*Directions*
A) From the passage on Romans 11, list every chapter-and-verse reference given in parentheses.
B) Based on the passage on Romans 11, answer yes or no to each statement, quoting the words that decide it: (i) Paul identifies himself as belonging to the Tribe of Benjamin. (ii) God told Elijah that seven hundred had not bowed the knee to Baal. (iii) Paul offers three illustrations early in the chapter.
C) Answer these questions using the passage on Romans 11:
(i) What were those saved by the time the epistle was written called?
(ii) Who was persecuting Elijah?
(iii) What conclusion does Paul reach in 11:26?

*Selected passage*
= = = = =
Those saved by the time the Romans Epistle was written were referred to as a remnant called by the election of grace (11:6). Yet, Paul will advance through various teachings in this chapter to his conclusion that all Israel will be saved (11:26). The “Israel” pointed to was none other than the people of God whom He foreknew and whom He had not rejected as described above (11:1ff). They were that Israel within Israel (9:6) whom God had foreknown.


Paul gives two illustrations early in this chapter to demonstrate that God had not rejected His people whom He had foreknown. First, he brings his own salvation center stage reminding that He was an Israelite of the Tribe of Benjamin. Second, he uses the story of Elijah’s discouragement under the persecution of wicked Queen Jezebel when God revealed that there were seven thousand who had not bowed the knee to Baal (11:2-4). Just as there was a remnant in the days of Elijah who were the real people of God demonstrated by their active faith, so there was a remnant according to the election of grace in Paul’s day (11:5).
= = = = =
*Records provided*

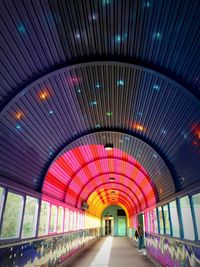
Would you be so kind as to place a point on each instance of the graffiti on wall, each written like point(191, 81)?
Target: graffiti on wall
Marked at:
point(172, 253)
point(47, 252)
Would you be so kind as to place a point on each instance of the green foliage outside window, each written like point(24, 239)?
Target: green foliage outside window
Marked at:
point(1, 199)
point(196, 204)
point(12, 216)
point(44, 218)
point(166, 218)
point(30, 217)
point(60, 219)
point(161, 220)
point(53, 219)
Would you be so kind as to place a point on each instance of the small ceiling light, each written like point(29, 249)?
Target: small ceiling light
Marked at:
point(108, 147)
point(43, 95)
point(18, 115)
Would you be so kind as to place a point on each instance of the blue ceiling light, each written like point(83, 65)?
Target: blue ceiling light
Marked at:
point(147, 4)
point(21, 28)
point(155, 156)
point(118, 38)
point(97, 85)
point(156, 87)
point(120, 83)
point(105, 2)
point(157, 36)
point(163, 131)
point(18, 126)
point(93, 103)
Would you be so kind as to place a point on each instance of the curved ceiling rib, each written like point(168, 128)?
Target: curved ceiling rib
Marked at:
point(117, 165)
point(116, 187)
point(81, 196)
point(81, 170)
point(46, 112)
point(106, 194)
point(42, 36)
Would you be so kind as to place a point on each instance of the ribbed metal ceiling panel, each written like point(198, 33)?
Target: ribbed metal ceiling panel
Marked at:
point(38, 35)
point(46, 105)
point(73, 101)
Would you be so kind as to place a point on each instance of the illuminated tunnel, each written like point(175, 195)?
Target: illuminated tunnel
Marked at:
point(75, 77)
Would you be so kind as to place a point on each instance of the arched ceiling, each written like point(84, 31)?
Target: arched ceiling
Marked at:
point(48, 100)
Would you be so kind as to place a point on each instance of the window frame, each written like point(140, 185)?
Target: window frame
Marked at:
point(23, 195)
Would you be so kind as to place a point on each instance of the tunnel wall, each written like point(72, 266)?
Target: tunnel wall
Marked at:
point(48, 252)
point(171, 252)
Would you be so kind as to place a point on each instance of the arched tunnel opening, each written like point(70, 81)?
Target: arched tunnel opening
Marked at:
point(99, 132)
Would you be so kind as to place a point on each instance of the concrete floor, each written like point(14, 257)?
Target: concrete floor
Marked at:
point(112, 252)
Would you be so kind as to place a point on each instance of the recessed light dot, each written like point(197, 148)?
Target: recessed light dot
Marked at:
point(157, 36)
point(109, 113)
point(120, 83)
point(93, 103)
point(156, 87)
point(43, 95)
point(118, 38)
point(18, 115)
point(97, 85)
point(155, 156)
point(105, 2)
point(163, 131)
point(21, 28)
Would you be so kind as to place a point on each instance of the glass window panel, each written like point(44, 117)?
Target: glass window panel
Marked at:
point(30, 217)
point(166, 219)
point(160, 220)
point(71, 220)
point(186, 215)
point(74, 224)
point(53, 219)
point(44, 218)
point(1, 200)
point(66, 225)
point(60, 219)
point(151, 221)
point(78, 221)
point(174, 219)
point(12, 216)
point(155, 221)
point(196, 204)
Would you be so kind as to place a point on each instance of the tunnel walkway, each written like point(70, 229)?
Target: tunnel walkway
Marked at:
point(112, 252)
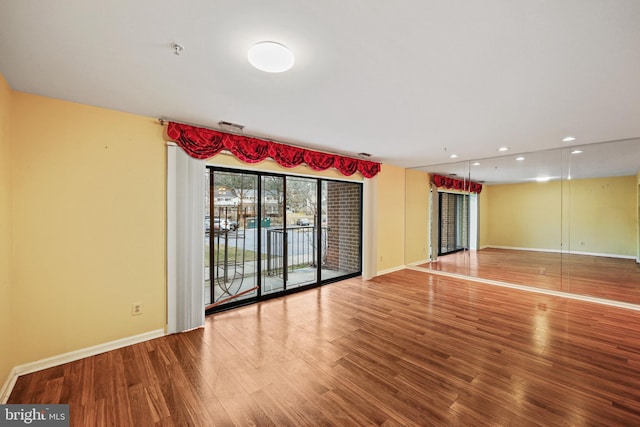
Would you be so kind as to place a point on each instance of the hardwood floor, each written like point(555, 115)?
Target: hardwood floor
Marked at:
point(602, 277)
point(407, 348)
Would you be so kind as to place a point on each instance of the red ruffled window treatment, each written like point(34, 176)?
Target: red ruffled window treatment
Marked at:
point(456, 184)
point(203, 143)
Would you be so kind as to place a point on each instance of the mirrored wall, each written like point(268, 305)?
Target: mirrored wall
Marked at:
point(564, 220)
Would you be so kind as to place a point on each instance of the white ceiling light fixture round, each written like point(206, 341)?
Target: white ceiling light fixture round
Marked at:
point(271, 57)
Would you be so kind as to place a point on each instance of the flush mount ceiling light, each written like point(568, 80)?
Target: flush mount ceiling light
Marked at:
point(270, 57)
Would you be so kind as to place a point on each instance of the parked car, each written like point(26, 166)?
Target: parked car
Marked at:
point(224, 224)
point(303, 221)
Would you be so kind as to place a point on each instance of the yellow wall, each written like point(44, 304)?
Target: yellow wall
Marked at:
point(7, 354)
point(602, 215)
point(391, 218)
point(523, 215)
point(416, 216)
point(89, 225)
point(596, 216)
point(484, 213)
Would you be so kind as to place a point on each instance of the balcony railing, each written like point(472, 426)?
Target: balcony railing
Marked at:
point(296, 244)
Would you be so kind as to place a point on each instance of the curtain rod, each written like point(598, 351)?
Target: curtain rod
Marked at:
point(162, 121)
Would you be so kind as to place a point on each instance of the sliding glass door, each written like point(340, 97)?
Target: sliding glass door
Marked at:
point(231, 244)
point(270, 234)
point(454, 222)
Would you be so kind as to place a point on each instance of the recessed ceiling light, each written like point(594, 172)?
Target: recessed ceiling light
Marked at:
point(270, 57)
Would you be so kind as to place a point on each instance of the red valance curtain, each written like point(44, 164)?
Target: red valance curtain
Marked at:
point(203, 143)
point(456, 184)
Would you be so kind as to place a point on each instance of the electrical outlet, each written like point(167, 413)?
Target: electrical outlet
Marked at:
point(136, 309)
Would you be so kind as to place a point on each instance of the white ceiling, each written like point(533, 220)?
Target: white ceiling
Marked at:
point(410, 82)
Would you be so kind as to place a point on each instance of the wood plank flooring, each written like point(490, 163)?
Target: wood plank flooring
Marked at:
point(407, 348)
point(602, 277)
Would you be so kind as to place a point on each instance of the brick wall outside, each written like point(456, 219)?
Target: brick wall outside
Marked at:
point(343, 223)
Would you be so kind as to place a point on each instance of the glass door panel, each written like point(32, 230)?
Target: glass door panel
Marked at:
point(231, 263)
point(339, 243)
point(273, 234)
point(301, 201)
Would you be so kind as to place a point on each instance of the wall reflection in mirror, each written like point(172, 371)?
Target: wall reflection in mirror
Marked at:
point(564, 220)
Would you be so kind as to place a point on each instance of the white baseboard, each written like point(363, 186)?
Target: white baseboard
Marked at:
point(61, 359)
point(424, 261)
point(572, 252)
point(390, 270)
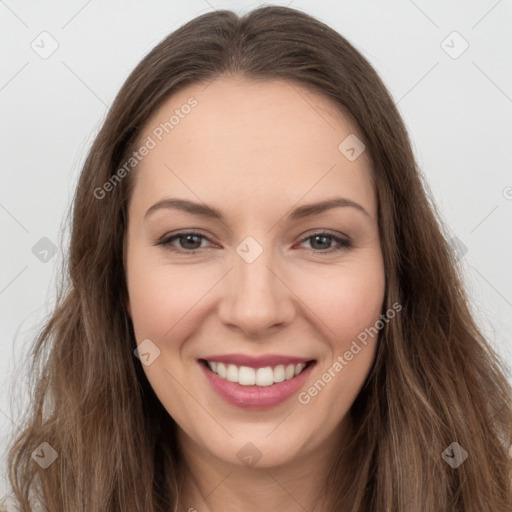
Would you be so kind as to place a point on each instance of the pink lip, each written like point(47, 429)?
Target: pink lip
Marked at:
= = = = =
*The solutions*
A) 11:6, 11:26, 11:1ff, 9:6, 11:2-4, 11:5

B)
(i) Yes: "He was an Israelite of the Tribe of Benjamin"
(ii) No: "there were seven thousand who had not bowed the knee to Baal"
(iii) No: "Paul gives two illustrations early in this chapter"

C)
(i) A remnant called by the election of grace.
(ii) Wicked Queen Jezebel.
(iii) That all Israel will be saved.